Aim of the task: From the line with "# indicate every instance of the blurred" through the line with "# indicate every instance of the logo", repeat the entries verbatim, both end lines included, and add nothing.

==============================

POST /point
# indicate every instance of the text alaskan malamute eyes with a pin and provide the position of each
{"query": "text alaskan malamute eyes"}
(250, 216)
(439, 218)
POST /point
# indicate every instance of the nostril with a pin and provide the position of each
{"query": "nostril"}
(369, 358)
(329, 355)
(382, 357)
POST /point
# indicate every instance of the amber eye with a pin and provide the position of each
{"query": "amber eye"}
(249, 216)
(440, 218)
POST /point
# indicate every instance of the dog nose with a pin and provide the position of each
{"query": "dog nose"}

==============================

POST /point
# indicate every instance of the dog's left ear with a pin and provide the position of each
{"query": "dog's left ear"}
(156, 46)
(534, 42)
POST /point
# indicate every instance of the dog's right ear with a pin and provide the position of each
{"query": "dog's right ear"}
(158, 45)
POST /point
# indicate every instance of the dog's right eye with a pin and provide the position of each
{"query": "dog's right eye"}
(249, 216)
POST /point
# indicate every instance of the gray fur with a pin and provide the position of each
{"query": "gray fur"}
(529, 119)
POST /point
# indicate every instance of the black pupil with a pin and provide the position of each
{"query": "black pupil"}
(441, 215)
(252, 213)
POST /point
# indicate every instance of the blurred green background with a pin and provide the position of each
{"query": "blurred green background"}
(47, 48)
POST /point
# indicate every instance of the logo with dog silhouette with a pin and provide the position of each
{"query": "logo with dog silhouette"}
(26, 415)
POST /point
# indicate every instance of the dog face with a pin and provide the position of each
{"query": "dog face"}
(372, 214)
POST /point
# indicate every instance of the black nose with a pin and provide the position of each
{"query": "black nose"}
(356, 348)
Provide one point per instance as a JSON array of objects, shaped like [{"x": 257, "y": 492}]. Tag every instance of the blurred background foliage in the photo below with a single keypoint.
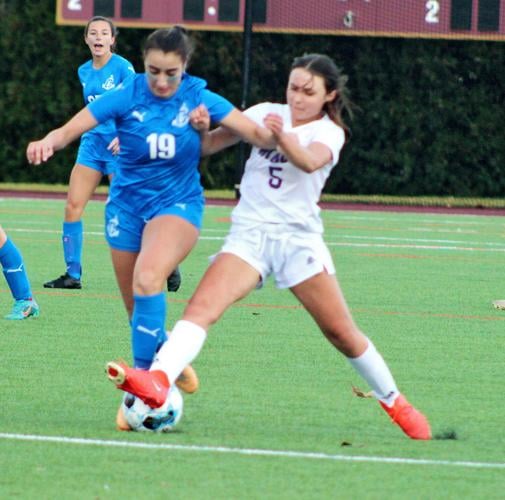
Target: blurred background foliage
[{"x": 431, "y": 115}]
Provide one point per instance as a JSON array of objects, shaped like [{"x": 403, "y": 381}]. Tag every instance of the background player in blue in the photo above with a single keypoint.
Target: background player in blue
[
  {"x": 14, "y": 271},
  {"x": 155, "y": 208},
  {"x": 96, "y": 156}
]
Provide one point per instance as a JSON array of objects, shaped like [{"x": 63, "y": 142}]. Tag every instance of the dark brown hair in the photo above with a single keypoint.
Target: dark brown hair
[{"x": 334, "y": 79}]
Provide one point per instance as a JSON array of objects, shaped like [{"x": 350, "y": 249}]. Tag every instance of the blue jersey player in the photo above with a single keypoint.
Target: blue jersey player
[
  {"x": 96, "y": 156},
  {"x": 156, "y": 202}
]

==============================

Output:
# indicate every instance of the blurred green background with a pin and provide the position of each
{"query": "blurred green background"}
(47, 48)
POST /point
# indicate every instance of the logo with dog silhouette with a pin and provide the position of each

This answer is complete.